Supplied records below:

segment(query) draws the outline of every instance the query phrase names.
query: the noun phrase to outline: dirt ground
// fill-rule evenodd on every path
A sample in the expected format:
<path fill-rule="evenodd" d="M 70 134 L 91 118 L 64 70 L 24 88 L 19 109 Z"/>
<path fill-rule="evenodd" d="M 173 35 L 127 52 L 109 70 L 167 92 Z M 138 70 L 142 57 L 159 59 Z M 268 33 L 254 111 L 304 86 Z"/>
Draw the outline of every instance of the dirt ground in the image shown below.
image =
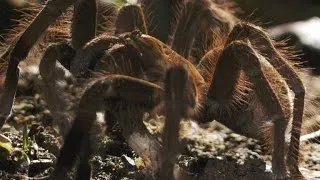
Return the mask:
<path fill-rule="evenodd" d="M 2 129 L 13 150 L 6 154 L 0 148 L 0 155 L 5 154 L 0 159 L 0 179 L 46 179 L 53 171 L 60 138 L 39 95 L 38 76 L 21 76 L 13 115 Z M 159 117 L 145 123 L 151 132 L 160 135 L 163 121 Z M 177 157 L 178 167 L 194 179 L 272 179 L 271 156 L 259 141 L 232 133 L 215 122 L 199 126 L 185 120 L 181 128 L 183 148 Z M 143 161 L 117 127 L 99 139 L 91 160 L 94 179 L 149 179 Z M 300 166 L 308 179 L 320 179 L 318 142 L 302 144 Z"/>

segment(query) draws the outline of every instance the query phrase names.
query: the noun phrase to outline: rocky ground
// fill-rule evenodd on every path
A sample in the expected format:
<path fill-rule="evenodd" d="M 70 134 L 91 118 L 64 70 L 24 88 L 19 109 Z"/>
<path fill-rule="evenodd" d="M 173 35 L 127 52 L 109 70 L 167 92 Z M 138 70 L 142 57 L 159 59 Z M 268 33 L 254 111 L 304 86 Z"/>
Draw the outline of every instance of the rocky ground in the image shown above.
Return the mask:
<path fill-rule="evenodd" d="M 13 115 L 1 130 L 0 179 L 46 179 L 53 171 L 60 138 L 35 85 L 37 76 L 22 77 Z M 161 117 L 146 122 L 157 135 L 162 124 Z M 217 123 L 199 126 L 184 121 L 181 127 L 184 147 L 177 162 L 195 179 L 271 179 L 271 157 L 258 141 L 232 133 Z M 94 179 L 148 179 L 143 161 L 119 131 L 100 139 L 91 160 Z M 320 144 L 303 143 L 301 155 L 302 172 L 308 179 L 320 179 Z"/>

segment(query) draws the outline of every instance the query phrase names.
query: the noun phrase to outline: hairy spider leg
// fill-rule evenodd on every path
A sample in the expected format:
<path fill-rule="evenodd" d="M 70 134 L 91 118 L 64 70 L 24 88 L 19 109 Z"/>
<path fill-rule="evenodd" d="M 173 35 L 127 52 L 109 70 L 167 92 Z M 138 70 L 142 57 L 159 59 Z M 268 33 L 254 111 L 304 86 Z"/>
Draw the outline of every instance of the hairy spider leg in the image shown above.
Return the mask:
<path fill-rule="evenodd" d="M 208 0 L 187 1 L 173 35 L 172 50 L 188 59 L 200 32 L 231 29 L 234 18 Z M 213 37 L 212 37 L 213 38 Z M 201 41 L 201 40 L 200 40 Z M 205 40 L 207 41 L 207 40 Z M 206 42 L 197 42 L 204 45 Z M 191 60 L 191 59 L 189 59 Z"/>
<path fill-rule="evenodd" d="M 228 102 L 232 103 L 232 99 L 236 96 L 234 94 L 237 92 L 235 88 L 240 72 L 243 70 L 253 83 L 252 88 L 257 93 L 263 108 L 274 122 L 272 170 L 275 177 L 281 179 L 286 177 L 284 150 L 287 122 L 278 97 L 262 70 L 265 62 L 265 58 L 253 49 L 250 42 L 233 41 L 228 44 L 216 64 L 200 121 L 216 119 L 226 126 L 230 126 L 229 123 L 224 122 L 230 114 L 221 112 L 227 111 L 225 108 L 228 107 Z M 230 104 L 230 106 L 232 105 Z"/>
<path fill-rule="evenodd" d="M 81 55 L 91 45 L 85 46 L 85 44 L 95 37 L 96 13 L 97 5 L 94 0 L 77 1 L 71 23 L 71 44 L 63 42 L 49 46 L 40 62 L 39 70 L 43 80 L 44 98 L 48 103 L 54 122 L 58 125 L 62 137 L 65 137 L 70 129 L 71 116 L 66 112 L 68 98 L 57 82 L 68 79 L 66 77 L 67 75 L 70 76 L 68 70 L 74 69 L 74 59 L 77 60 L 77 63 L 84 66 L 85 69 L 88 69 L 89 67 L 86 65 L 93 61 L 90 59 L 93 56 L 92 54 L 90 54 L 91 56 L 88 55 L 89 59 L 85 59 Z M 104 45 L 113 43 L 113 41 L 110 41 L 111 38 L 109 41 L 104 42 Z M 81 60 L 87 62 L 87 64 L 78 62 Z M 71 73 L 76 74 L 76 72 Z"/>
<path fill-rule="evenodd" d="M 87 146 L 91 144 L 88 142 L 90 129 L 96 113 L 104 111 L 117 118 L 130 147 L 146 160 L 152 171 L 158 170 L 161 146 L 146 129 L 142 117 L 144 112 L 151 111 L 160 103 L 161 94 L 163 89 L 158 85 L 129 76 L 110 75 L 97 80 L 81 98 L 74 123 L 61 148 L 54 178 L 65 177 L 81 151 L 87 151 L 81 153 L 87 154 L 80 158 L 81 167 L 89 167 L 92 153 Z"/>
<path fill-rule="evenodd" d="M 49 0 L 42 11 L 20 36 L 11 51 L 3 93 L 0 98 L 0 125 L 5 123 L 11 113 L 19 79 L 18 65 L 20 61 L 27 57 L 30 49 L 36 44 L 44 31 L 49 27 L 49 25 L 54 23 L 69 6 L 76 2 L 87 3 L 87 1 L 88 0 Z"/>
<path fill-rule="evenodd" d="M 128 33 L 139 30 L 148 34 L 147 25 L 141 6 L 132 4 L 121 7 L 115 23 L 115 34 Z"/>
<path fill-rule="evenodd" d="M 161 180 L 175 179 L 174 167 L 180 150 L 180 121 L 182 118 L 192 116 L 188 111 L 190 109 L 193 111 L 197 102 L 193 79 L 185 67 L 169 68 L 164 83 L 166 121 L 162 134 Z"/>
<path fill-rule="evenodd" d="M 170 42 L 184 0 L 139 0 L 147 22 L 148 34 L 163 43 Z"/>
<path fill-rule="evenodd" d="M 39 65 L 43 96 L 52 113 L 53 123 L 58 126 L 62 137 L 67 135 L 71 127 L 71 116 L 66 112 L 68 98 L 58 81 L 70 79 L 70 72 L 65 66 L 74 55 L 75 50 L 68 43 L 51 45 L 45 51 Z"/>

End of Supplied records.

Exercise description: Every line of the material that holds "hairy" should be copied out as the answer.

The completed task:
query: the noun phrase to outline: hairy spider leg
Draw the outline of every instance of the hairy spider leg in the image shown above.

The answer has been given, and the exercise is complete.